作業項目 A =>
メトロニダゾールに関する本文のうち、「米国医師国家試験の勉強で得た」で始まり「して、カルテを書いていら…。」で終わる箇所を、一字一句変えずに出力してください。
作業項目 B =>
メトロニダゾールの断酒剤作用を扱った本文を、最後に示された文の直後から書き進めてください。

----- 本文

9/29/2007

引き出し

 米国医師国家試験の勉強で得た知識は、そのあと引き出されずに忘れられたかと思ったら、役立った。抗生剤を変えてからどうにも調子が悪く、むかむかするという男性。薬の影響かとは思ったが、まず肝臓の障害をうたがい診察。肝臓を肋骨の上からたたくと痛がる。もともと大酒家で、肝疾患も他に有していることから、薬剤性肝障害が起こりやすいのかな、と考えた。血液検査や肝臓のエコー検査をオーダーして、カルテを書いていら…。
 出されていたのはメトロニダゾールという抗生剤、そして、大酒家であるという事実。メトロニダゾールは、断酒剤の作用が知られている薬である。これが、米国医師国家試験の対策でよくでてくる知識。断酒剤とは、断酒したい人が、絶対に飲まない、という強い決意と見込みがある場合に、自らの意思で内服するもので、これを飲んだが最後、少しでも酒を口にすればひどい悪酔症状がおこる。

----------
----- 抽出項目

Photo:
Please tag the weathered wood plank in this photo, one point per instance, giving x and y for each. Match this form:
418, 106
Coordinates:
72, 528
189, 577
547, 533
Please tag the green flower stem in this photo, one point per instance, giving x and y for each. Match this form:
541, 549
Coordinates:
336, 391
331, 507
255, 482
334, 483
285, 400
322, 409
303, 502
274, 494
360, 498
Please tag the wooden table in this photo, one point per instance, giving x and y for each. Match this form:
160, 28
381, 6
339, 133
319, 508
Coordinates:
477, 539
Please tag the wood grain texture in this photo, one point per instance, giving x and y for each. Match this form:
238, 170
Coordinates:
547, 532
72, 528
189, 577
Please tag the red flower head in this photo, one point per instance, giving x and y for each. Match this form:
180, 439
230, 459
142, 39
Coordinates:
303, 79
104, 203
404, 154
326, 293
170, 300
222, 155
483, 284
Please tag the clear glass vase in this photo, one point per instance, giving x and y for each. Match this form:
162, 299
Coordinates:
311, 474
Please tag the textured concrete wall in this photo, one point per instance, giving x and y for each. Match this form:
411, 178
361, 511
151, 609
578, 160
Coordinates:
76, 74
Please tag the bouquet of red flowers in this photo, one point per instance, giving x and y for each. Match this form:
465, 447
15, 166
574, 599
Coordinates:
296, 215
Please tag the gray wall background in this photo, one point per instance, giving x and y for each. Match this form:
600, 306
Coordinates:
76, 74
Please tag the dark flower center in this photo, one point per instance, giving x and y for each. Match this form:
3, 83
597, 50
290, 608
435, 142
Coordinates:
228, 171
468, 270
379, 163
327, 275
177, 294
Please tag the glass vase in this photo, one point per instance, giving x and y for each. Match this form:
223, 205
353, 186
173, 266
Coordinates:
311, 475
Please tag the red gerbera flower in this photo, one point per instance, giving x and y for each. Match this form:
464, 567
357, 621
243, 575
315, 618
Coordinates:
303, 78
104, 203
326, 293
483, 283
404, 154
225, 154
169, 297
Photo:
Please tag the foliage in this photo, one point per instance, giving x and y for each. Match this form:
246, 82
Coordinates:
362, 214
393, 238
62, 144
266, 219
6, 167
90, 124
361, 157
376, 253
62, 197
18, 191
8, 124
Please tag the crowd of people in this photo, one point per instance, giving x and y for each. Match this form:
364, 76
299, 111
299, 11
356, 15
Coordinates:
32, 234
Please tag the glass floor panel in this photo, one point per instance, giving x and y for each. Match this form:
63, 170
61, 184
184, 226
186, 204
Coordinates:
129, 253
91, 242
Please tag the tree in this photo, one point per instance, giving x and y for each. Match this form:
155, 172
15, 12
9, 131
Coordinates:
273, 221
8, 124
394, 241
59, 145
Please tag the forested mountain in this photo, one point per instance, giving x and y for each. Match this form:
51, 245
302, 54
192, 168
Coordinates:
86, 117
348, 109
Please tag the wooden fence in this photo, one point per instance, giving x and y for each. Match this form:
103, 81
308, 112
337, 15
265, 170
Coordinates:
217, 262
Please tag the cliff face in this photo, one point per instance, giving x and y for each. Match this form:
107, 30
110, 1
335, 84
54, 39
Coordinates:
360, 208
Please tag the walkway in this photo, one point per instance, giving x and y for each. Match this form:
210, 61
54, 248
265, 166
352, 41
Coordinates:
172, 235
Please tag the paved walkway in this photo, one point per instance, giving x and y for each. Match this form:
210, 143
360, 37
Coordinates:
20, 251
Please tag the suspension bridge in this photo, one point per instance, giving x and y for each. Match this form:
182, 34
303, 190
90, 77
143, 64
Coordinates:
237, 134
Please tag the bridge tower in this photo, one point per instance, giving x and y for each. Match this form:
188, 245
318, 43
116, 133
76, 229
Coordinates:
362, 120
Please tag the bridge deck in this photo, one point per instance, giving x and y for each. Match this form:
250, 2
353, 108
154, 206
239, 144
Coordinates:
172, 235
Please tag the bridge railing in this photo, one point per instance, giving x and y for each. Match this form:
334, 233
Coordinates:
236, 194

----------

回答欄 A =>
米国医師国家試験の勉強で得た知識は、そのあと引き出されずに忘れられたかと思ったら、役立った。抗生剤を変えてからどうにも調子が悪く、むかむかするという男性。薬の影響かとは思ったが、まず肝臓の障害をうたがい診察。肝臓を肋骨の上からたたくと痛がる。もともと大酒家で、肝疾患も他に有していることから、薬剤性肝障害が起こりやすいのかな、と考えた。血液検査や肝臓のエコー検査をオーダーして、カルテを書いていら…。

回答欄 B =>
 そんな作用の薬を、大酒家に何の注意も換気せずに飲ませたら…。患者さんは、気持ち悪さをしのぐため酒を飲んで寝るしかない、と思ってがんばって飲んだそうだ。おそらく、もっと知識がフル回転で検索できる人なら、話を聞いた時点で「ははあ、これは」と当てていただろう。ワンテンポ遅れて、カルテを書いているときに気づく。頭を整理しながら、考えながら診察するのは、まだまだ課題である。